TO BE DONE
Answer these questions using the post below about the court ruling on the tax mandate, putting each answer on its own line and numbering it to match:
1. Which judge issued the decision, and in which court district?
2. What did the Treasury Department issue in its attempt to clarify the condition?
3. According to the quoted opinion, what does "change in law" refer to?

EXTRACT PROVIDED
Spending Clause

Federal Court Strikes Down Tax Mandate Requirement in Biden Stimulus Spending Bill

The mandate prevents bars states receiving federal funds under the Act from enacting tax cuts that are "directly or indirectly" offset by the grants.


Yesterday, federal district Judge Douglas Cole of the the Southern District of Ohio issued a decision barring enforcement of the "tax mandate" requirement in the American Rescue Plan Act of 2021 (ARPA)—the "stimulus" bill enacted in March. The key to Judge Cole's thorough opinion is that the tax mandate condition is extremely vague, and therefore runs afoul of longstanding Supreme Court precedent requiring that conditions imposed on state governments receiving federal funds must be clear. The judge also rejected the argument that the necessary clarity could be provided by the Treasury Department, which issued an Interim Final Rule (IFR) attempting to clarify the condition.

Co-blogger Jonathan Adler has already posted a detailed analysis of the ruling. I agree with nearly everything he says, but would add  a few points.

First, it's important to recognize how extraordinarily vague the tax mandate provision really is. In a previous post about the case, I noted that the text leaves several key points unclear, including 1) how we calculate whether a tax cut causes "a reduction in the net tax revenue," 2) whether it applies to previously enacted tax cuts that only take effect during the covered period, and 3) whether, if a state violates the condition, it stands to lose all of its ARPA grant money or only the part "offset" by the "reduction in net tax revenue."

Judge Cole picks up on some of these ambiguities, and more:

Start with the text:

(A) IN GENERAL.—A State or territory shall not use the funds provided under   this section … to either directly or indirectly offset a reduction in the net tax revenue of such State or territory resulting from a change in law, regulation, or administrative interpretation during the covered period that reduces any tax (by providing for a reduction in a rate, a rebate, a deduction, a credit, or otherwise) or delays the imposition of any tax or tax increase.

….[P]arts of that language are clear. "Change in law," for example, refers to new laws. Likewise, the definition of "reduc[ing] any tax," is sufficiently clear….

But,…. beyond that is where things get tricky. That is particularly true when it comes to "indirectly offset[ting] a reduction in the net tax revenue." That phrase raises a host of interpretive problems. Start with this—the notion of "reducing net tax revenue" necessarily assumes some baseline….

[T]he statutory language itself provides no mechanism for determining whether a State's net tax revenues are "reduced" or not….

Relatedly, the statutory language does not explain whether the prohibition applies
to expected tax revenues, or actual tax revenues. In other words, when Ohio
legislators enact a lower rate on a given tax, they may do so based on a belief that
actual tax collections will go up…  Or, even more likely, the Ohio legislature may enact a package of tax changes, with an anticipation that the changes, overall, will be revenue neutral or revenue enhancing. But plans are one thing, and actual tax receipts are another….

RECORDS SHOWN

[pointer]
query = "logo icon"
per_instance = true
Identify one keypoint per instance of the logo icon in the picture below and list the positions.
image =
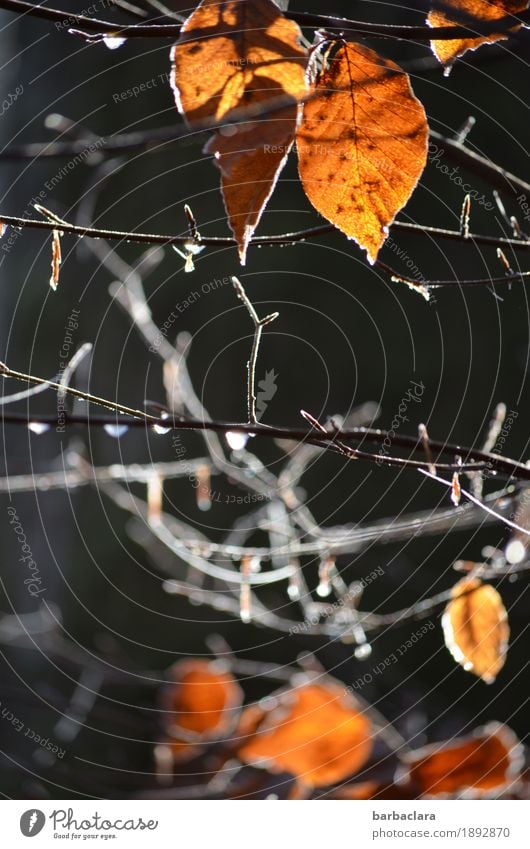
(32, 822)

RESPONSE TO THIS TASK
1. Judge Douglas Cole of the Southern District of Ohio
2. An Interim Final Rule (IFR)
3. New laws